● **Stored dataset items**:
BEGIN

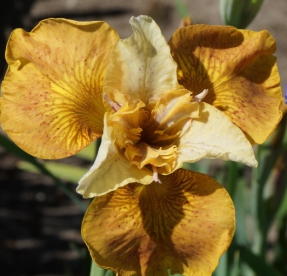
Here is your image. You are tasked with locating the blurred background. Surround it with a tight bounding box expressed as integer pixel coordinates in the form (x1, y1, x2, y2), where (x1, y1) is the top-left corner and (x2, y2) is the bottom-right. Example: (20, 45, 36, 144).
(0, 0, 286, 275)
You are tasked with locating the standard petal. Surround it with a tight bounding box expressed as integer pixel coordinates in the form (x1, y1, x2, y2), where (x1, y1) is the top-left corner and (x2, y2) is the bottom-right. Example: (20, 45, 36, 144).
(1, 18, 119, 158)
(77, 114, 153, 198)
(177, 102, 258, 167)
(104, 15, 178, 106)
(169, 24, 283, 144)
(82, 169, 235, 276)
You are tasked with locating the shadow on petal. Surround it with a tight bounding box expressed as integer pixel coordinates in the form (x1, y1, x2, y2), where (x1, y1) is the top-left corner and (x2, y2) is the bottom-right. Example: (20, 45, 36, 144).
(82, 169, 235, 276)
(169, 24, 282, 144)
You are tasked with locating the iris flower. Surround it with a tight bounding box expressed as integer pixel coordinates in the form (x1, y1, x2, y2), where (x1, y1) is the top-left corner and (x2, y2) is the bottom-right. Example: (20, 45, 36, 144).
(0, 15, 283, 275)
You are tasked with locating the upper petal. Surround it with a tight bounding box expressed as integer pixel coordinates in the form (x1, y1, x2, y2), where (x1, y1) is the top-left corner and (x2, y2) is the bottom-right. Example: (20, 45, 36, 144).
(104, 15, 178, 107)
(169, 24, 283, 144)
(82, 169, 235, 276)
(1, 18, 119, 158)
(177, 102, 258, 167)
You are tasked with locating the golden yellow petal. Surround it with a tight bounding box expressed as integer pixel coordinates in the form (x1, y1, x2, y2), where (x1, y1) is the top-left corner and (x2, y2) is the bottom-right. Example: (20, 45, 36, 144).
(82, 169, 235, 276)
(104, 15, 178, 107)
(177, 102, 257, 167)
(169, 24, 283, 144)
(1, 18, 119, 158)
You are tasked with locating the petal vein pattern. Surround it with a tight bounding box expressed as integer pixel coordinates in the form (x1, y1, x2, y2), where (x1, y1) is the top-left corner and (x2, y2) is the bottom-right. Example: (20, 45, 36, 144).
(82, 169, 235, 276)
(169, 24, 283, 144)
(1, 19, 119, 158)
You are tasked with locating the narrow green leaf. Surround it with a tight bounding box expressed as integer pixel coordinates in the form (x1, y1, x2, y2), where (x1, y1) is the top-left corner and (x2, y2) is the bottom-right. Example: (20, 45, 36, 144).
(18, 161, 87, 184)
(238, 246, 283, 276)
(90, 262, 115, 276)
(213, 252, 228, 276)
(234, 178, 250, 246)
(76, 138, 101, 162)
(220, 0, 264, 28)
(76, 142, 96, 162)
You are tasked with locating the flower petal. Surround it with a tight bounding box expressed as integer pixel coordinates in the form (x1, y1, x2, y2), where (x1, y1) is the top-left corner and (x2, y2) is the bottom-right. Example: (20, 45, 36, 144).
(169, 24, 283, 144)
(82, 169, 235, 276)
(177, 102, 257, 167)
(77, 114, 153, 198)
(104, 15, 178, 106)
(1, 18, 119, 158)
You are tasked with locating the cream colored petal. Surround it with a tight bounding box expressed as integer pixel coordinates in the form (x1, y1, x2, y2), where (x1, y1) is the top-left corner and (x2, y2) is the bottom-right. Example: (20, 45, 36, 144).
(177, 102, 257, 167)
(82, 169, 235, 276)
(77, 114, 153, 198)
(1, 18, 119, 158)
(104, 15, 178, 106)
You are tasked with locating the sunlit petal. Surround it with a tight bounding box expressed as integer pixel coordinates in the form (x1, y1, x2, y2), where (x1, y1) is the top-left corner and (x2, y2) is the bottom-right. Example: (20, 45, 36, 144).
(77, 114, 153, 198)
(169, 24, 283, 144)
(1, 18, 119, 158)
(82, 169, 235, 276)
(104, 15, 178, 107)
(177, 102, 257, 167)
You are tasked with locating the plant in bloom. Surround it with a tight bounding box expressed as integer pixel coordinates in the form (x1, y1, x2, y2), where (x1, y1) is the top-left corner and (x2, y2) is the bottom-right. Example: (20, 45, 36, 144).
(0, 15, 283, 276)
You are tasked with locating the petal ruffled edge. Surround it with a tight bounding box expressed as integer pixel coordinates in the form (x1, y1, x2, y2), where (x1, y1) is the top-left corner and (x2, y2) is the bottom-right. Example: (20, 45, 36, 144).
(77, 113, 153, 198)
(82, 169, 235, 276)
(103, 15, 179, 110)
(169, 24, 283, 145)
(1, 18, 119, 158)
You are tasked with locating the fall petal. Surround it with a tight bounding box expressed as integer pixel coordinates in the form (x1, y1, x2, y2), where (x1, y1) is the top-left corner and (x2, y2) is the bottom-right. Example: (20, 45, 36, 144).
(177, 102, 257, 167)
(169, 24, 283, 144)
(77, 114, 153, 198)
(1, 18, 119, 158)
(82, 169, 235, 276)
(104, 15, 178, 107)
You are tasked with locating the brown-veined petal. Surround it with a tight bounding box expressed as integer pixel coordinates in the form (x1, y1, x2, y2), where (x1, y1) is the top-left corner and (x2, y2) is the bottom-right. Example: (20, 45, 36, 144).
(82, 169, 235, 276)
(1, 18, 119, 158)
(169, 24, 283, 144)
(103, 15, 179, 108)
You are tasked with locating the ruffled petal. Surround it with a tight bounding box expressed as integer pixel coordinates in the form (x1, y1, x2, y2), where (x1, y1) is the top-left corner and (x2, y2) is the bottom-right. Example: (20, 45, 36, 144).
(77, 114, 153, 198)
(169, 24, 283, 144)
(104, 15, 178, 107)
(82, 169, 235, 276)
(177, 102, 258, 167)
(1, 18, 119, 158)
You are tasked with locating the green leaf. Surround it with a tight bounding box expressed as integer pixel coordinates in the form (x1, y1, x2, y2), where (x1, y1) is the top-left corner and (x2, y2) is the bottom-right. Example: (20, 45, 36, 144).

END

● **ACTION ITEM**:
Leave the pictures out and print the records above exactly as they stand.

● **SOLUTION BELOW**:
Here is your image. You are tasked with locating the blurred background. Surround it with a tight bounding box expressed as integer pixel coordinates in the form (x1, y1, x2, y2), where (x1, y1) is the top-left corner and (x2, y2) is the bottom-right. Example: (20, 45, 36, 144).
(0, 0, 286, 275)
You are tasked with locating the standard petal. Surround it with a tight bounding box expressed as integer pixel coordinates in the form (x1, y1, x2, y2), where (x1, y1) is the top-left corner and (x2, y2) is the bottom-right. Example: (20, 45, 36, 144).
(1, 18, 119, 158)
(77, 114, 153, 198)
(177, 102, 258, 167)
(104, 15, 178, 106)
(169, 24, 283, 144)
(82, 169, 235, 276)
You are tasked with locating the shadow on petal. Surround it with a tight bounding box expressed as integer pixel coordinates in the form (x1, y1, x2, y2), where (x1, y1) is the top-left corner and (x2, y2) is the bottom-right. Example: (20, 45, 36, 144).
(82, 169, 235, 276)
(169, 24, 282, 144)
You are tasked with locating the iris flower. Surround it with a tight bounding box expressed as integer pixel coordinates in the form (x1, y1, x2, y2), where (x1, y1) is the top-left corner and (x2, y2) is the bottom-right. Example: (20, 45, 36, 144).
(0, 15, 283, 275)
You are tasked with locating the upper petal. Surround it with a tight bounding box expressed as integer pixel coordinates in the form (x1, y1, x2, y2), where (x1, y1) is the top-left corner and (x2, y2) is the bottom-right. Example: (20, 45, 36, 144).
(104, 15, 178, 107)
(169, 24, 283, 144)
(82, 169, 235, 276)
(1, 18, 119, 158)
(177, 102, 258, 167)
You are tasked with locating the golden yellow petal. Surround it with a tight bounding box expressed as integer pixel coordinates in the form (x1, y1, x2, y2), where (x1, y1) is the top-left corner and (x2, y2) is the bottom-right. Example: (20, 45, 36, 144).
(82, 169, 235, 276)
(104, 15, 178, 107)
(177, 102, 257, 167)
(169, 24, 283, 144)
(1, 18, 119, 158)
You are tasked with locating the petal vein pattern. Surround it with a tight bounding box expressed as integer pixel coordinates in the form (x1, y1, x2, y2), where (x1, y1) is the top-left corner and (x2, y2) is the bottom-right. Example: (20, 45, 36, 144).
(82, 169, 235, 276)
(169, 24, 283, 144)
(1, 19, 119, 158)
You are tasked with locating the narrow green leaf. Surround it with a tight bounding box expressed as integer pixel coordinates in the form (x1, y1, x2, y2), where (x1, y1) is the top-left corner and (x2, y2) is the bottom-right. Example: (20, 45, 36, 144).
(18, 161, 87, 184)
(238, 246, 283, 276)
(90, 262, 115, 276)
(213, 252, 228, 276)
(234, 178, 250, 246)
(76, 138, 101, 162)
(220, 0, 264, 28)
(76, 142, 96, 162)
You are tasked with locating the flower petal. Surround it with a tight bounding box expressed as integer pixel coordinates in the form (x1, y1, x2, y2), where (x1, y1) is the top-left corner and (x2, y2) is the bottom-right. Example: (20, 45, 36, 144).
(169, 24, 283, 144)
(82, 169, 235, 276)
(177, 102, 257, 167)
(77, 114, 153, 198)
(104, 15, 178, 106)
(1, 18, 119, 158)
You are tasked with locating the cream colored petal. Surround it with a tight bounding box expressed as integer pixel coordinates in the form (x1, y1, x2, y2), where (x1, y1) is the top-left corner and (x2, y2) is the bottom-right. Example: (20, 45, 36, 144).
(177, 102, 257, 167)
(82, 169, 235, 276)
(77, 114, 153, 198)
(1, 18, 119, 158)
(104, 15, 178, 106)
You are tasked with locating the sunlit petal. Surround it with a tight bounding box expressed as integer pixel coordinates in the form (x1, y1, x2, y2), where (x1, y1) is the top-left corner and (x2, y2) is the bottom-right. Example: (20, 45, 36, 144).
(77, 114, 153, 198)
(169, 24, 283, 144)
(1, 18, 119, 158)
(82, 169, 235, 276)
(104, 15, 178, 107)
(177, 102, 257, 167)
You are tasked with locating the plant in bloom. Surround it with a tight bounding box expressed as integer pixel coordinates in the form (x1, y1, x2, y2), where (x1, y1) is the top-left corner and (x2, y2) is the bottom-right. Example: (20, 45, 36, 144).
(0, 15, 283, 276)
You are tasked with locating the petal ruffled edge. Surround it with a tight bounding box expressed as integer pixel coordinates in the form (x1, y1, x2, y2), where (x1, y1) is the top-left corner and (x2, y2) is the bottom-right. Example: (20, 45, 36, 144).
(77, 113, 153, 198)
(82, 169, 235, 276)
(103, 15, 179, 110)
(169, 24, 283, 145)
(1, 18, 119, 158)
You are tasked with locating the fall petal. Surround it with a tight bounding box expressed as integer pixel coordinates in the form (x1, y1, x2, y2), where (x1, y1) is the top-left corner and (x2, y2) is the bottom-right. Example: (20, 45, 36, 144).
(177, 102, 257, 167)
(169, 24, 283, 144)
(77, 114, 153, 198)
(1, 18, 119, 158)
(82, 169, 235, 276)
(104, 15, 178, 107)
You are tasked with locating the brown-veined petal. Surround it with a tight bounding box expressed as integer pixel coordinates in the form (x1, y1, x2, y2), where (x1, y1) is the top-left corner and (x2, y2) is the bottom-right. Example: (20, 45, 36, 144).
(82, 169, 235, 276)
(1, 18, 119, 158)
(169, 24, 283, 144)
(103, 15, 179, 108)
You are tasked with locating the ruffled petal. Surround it with a tight bounding box expressed as integer pixel coordinates in the form (x1, y1, x2, y2), where (x1, y1) is the top-left corner and (x2, y2) is the bottom-right. Example: (20, 45, 36, 144).
(77, 114, 153, 198)
(169, 24, 283, 144)
(104, 15, 178, 107)
(82, 169, 235, 276)
(177, 102, 258, 167)
(1, 18, 119, 158)
You are tasked with locating the green leaf. Surround it with a tight bounding box expressed as integer pixel coordinates in the form (x1, y1, x2, y2), where (x1, y1) is the top-left corner and (x2, y2) is the bottom-right. Example: (20, 45, 36, 144).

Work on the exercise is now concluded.